== What to work on ==
In this material, which lines include the string "woman"? Show them.

*** Block opens ***

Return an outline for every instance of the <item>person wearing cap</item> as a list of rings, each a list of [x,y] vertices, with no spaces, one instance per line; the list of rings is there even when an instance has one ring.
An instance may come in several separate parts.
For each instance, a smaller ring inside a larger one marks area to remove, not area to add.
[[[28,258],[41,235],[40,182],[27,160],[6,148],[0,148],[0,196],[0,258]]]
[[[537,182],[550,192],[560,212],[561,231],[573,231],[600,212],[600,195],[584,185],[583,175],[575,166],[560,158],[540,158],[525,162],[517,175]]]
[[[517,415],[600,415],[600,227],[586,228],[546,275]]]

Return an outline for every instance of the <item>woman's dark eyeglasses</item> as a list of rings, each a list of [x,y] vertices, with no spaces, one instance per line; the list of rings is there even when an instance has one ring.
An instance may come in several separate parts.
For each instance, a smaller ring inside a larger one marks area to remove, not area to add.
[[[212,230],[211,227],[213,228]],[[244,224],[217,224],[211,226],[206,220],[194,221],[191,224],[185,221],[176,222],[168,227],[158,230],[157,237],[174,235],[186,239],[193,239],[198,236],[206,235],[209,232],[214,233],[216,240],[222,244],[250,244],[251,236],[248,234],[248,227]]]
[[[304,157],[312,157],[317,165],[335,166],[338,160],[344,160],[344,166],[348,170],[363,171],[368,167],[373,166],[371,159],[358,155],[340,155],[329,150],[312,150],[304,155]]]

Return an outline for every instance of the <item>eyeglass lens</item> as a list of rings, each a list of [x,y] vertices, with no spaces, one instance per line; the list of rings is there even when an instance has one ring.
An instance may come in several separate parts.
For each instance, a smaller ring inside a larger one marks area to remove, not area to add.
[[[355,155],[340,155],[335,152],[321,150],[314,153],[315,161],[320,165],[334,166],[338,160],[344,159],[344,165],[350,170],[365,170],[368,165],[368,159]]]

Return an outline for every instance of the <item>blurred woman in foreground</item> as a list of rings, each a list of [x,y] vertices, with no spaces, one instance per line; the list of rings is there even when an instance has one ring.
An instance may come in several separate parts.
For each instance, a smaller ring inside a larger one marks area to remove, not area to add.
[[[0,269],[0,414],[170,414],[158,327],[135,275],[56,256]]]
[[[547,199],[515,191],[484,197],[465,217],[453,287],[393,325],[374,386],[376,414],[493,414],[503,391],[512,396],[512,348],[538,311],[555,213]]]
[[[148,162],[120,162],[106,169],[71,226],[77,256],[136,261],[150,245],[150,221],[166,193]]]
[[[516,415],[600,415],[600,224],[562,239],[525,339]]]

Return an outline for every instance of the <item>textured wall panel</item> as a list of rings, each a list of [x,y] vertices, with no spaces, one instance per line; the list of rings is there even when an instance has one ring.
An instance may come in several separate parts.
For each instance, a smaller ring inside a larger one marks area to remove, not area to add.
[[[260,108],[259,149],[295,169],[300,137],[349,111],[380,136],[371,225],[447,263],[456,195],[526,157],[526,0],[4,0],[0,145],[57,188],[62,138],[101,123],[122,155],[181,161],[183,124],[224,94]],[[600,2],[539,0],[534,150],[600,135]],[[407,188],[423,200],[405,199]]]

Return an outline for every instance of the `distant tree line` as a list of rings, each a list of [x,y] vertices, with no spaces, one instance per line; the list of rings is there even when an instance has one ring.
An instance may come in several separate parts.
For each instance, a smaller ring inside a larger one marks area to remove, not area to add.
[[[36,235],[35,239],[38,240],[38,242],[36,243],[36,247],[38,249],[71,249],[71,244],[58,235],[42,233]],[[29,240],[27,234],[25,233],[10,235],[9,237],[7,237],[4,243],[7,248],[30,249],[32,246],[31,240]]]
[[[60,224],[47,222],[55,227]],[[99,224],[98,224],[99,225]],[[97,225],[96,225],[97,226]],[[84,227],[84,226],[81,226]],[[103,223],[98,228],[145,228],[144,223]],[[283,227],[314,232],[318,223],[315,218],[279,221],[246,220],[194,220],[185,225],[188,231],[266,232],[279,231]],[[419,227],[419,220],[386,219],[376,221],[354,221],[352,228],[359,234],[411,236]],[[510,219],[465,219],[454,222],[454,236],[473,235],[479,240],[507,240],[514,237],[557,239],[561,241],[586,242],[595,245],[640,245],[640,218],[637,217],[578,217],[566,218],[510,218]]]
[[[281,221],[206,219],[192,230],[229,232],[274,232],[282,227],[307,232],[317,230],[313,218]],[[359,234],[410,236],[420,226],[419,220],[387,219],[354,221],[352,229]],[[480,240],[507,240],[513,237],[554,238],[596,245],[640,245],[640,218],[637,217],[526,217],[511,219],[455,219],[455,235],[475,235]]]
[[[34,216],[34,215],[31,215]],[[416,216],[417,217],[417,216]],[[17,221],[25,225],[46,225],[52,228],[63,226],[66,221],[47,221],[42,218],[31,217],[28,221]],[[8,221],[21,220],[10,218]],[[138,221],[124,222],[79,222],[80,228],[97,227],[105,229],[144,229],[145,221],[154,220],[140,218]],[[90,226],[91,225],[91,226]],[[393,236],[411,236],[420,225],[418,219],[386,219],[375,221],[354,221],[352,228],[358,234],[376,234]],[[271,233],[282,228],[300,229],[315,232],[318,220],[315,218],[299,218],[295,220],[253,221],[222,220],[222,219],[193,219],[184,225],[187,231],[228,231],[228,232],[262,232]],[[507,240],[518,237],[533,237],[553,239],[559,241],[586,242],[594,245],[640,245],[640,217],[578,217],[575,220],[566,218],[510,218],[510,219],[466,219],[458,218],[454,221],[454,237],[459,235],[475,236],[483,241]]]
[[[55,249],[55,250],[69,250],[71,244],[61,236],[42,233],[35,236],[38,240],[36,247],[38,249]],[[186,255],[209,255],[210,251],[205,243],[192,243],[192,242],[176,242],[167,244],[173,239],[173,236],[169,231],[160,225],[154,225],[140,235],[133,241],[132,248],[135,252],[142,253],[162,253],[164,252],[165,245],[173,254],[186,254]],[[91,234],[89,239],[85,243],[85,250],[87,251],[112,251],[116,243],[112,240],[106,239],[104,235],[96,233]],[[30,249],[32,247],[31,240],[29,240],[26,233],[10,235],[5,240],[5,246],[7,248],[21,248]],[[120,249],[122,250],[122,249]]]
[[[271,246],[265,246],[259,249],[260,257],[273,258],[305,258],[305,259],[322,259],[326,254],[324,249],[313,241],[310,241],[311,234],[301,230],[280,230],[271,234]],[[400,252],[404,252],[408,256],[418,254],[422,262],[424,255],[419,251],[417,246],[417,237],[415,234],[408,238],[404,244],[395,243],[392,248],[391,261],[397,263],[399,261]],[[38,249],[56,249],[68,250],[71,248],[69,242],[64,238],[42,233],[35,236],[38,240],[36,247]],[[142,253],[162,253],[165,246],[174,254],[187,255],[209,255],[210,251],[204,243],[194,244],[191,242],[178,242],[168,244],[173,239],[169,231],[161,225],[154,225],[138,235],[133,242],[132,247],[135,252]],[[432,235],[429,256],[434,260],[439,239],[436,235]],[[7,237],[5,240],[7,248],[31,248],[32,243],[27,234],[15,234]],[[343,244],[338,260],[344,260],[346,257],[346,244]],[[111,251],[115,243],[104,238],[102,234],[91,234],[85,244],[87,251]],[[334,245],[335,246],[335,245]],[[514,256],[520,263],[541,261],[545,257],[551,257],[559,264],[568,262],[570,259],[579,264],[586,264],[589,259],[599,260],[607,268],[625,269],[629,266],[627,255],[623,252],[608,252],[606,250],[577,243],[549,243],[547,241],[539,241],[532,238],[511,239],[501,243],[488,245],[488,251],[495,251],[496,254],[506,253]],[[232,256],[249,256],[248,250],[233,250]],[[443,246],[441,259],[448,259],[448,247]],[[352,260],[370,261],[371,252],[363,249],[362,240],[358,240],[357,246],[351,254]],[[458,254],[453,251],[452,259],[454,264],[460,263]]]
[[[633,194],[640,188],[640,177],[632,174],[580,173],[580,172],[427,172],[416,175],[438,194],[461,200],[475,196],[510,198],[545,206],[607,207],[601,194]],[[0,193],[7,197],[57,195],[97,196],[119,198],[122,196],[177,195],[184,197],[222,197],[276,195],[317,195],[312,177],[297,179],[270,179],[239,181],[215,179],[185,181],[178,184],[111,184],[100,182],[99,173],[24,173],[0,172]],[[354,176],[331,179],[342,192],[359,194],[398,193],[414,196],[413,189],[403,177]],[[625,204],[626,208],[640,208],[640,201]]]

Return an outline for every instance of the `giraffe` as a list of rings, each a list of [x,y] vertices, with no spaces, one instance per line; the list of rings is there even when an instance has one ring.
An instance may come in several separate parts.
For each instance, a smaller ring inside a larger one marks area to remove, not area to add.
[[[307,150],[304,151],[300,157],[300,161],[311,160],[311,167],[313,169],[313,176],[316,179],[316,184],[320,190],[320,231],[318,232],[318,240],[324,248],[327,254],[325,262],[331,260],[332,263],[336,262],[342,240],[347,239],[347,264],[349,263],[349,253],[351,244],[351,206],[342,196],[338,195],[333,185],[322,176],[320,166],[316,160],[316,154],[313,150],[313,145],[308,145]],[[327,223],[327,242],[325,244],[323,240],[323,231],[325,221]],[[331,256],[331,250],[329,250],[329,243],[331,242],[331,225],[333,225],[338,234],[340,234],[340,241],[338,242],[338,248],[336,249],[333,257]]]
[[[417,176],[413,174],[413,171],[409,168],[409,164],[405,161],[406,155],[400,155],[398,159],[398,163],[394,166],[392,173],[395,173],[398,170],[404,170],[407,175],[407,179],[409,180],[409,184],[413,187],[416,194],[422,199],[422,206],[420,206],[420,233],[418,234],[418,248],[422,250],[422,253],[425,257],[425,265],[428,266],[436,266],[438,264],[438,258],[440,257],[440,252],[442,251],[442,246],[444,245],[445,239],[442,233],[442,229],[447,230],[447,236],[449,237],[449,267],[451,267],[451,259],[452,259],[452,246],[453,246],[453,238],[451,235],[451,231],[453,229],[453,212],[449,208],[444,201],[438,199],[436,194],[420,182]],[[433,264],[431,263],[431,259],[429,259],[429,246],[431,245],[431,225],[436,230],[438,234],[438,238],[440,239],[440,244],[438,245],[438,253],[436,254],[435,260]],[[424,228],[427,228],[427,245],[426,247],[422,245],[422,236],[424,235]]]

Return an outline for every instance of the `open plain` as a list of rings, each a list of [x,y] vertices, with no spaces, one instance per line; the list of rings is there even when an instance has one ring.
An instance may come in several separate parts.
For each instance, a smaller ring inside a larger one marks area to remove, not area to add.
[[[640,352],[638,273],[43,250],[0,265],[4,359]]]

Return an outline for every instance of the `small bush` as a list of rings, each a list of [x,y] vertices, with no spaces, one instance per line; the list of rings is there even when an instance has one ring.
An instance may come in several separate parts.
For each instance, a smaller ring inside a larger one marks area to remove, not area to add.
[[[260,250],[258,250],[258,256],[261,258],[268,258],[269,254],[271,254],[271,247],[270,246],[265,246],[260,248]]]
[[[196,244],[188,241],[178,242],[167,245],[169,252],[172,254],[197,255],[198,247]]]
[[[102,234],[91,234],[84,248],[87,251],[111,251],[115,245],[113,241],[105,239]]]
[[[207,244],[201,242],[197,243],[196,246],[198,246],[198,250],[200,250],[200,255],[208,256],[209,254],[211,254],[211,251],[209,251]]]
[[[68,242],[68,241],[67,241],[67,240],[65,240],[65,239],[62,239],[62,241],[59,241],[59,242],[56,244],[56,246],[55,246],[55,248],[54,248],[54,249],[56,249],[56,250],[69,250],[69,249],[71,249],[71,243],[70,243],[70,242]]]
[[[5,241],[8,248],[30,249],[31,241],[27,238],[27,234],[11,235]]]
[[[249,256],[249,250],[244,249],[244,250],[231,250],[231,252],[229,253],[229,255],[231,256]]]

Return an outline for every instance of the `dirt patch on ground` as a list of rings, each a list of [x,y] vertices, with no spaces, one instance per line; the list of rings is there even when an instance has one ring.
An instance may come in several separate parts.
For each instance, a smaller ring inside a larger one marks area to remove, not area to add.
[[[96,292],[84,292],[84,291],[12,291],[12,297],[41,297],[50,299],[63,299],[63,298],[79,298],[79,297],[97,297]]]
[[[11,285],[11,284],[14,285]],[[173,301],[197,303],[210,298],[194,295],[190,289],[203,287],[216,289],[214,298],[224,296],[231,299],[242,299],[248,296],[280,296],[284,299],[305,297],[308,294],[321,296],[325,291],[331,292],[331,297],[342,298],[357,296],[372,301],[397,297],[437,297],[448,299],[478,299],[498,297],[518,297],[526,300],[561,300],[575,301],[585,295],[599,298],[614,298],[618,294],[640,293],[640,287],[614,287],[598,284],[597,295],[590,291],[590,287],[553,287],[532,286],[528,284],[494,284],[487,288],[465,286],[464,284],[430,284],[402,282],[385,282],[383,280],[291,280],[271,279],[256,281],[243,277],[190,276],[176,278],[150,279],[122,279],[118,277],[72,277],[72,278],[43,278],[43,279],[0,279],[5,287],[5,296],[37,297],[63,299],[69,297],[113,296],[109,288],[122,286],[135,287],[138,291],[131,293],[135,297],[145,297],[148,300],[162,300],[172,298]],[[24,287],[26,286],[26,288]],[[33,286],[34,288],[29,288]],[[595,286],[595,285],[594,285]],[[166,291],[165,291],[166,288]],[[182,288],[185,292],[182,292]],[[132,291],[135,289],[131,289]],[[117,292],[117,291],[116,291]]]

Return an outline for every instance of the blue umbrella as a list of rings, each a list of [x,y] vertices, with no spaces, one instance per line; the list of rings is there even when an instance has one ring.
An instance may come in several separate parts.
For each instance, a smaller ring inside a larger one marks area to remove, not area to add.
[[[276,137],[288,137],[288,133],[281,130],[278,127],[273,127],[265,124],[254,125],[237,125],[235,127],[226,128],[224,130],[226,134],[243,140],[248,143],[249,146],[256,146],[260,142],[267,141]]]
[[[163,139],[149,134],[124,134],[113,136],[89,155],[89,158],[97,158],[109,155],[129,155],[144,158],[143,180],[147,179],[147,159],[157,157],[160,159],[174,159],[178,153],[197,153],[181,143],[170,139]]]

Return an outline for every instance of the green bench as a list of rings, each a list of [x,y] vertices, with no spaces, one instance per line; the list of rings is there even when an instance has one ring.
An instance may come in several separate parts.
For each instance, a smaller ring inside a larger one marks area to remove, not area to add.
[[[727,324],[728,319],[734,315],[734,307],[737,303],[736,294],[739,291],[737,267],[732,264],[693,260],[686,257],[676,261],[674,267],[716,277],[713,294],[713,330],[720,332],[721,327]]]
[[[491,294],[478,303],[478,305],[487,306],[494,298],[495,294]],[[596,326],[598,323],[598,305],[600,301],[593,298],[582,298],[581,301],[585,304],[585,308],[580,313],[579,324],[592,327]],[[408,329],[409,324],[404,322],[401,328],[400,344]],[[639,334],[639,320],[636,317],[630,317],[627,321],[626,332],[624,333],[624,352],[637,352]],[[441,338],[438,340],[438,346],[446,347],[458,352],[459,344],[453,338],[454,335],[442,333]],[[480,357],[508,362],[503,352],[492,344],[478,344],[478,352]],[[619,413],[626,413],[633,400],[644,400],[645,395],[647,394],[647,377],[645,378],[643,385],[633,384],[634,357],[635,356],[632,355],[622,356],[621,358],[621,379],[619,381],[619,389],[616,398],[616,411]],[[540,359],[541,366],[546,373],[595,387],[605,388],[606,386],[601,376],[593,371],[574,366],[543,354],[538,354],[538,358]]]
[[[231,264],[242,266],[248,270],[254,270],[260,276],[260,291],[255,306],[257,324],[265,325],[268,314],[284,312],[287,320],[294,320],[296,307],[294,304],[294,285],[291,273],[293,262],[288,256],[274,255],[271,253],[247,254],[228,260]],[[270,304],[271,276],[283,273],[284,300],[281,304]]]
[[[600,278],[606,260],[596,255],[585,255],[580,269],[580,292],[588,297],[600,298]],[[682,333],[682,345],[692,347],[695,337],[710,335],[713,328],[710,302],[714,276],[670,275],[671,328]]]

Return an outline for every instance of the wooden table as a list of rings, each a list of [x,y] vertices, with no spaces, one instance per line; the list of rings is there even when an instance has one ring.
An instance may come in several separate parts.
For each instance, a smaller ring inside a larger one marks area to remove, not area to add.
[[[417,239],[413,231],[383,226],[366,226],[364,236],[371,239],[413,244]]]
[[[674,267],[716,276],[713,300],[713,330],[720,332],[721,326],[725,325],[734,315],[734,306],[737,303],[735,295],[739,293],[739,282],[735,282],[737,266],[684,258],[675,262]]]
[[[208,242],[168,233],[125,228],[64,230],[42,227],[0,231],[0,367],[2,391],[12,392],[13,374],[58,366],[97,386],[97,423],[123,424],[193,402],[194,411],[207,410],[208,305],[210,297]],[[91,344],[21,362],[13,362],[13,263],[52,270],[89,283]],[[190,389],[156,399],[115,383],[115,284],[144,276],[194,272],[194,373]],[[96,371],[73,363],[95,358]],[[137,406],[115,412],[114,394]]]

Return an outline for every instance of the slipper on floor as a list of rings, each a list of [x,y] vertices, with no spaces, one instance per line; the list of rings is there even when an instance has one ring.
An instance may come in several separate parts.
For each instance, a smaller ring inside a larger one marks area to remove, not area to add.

*** Block closes ***

== Task response ==
Return an outline for every instance of the <item>woman's dark eyeglasses</item> as a list of rings, each a list of [x,y] vertices, with no spaces, one instance per line; the list of rings is there even when an instance has one ring.
Return an outline for every instance of the <item>blurred woman in foreground</item> as a list of rings, each a list of [x,y] vertices, with no spaces, one instance per line; the list of rings is there even when an instance has one ring.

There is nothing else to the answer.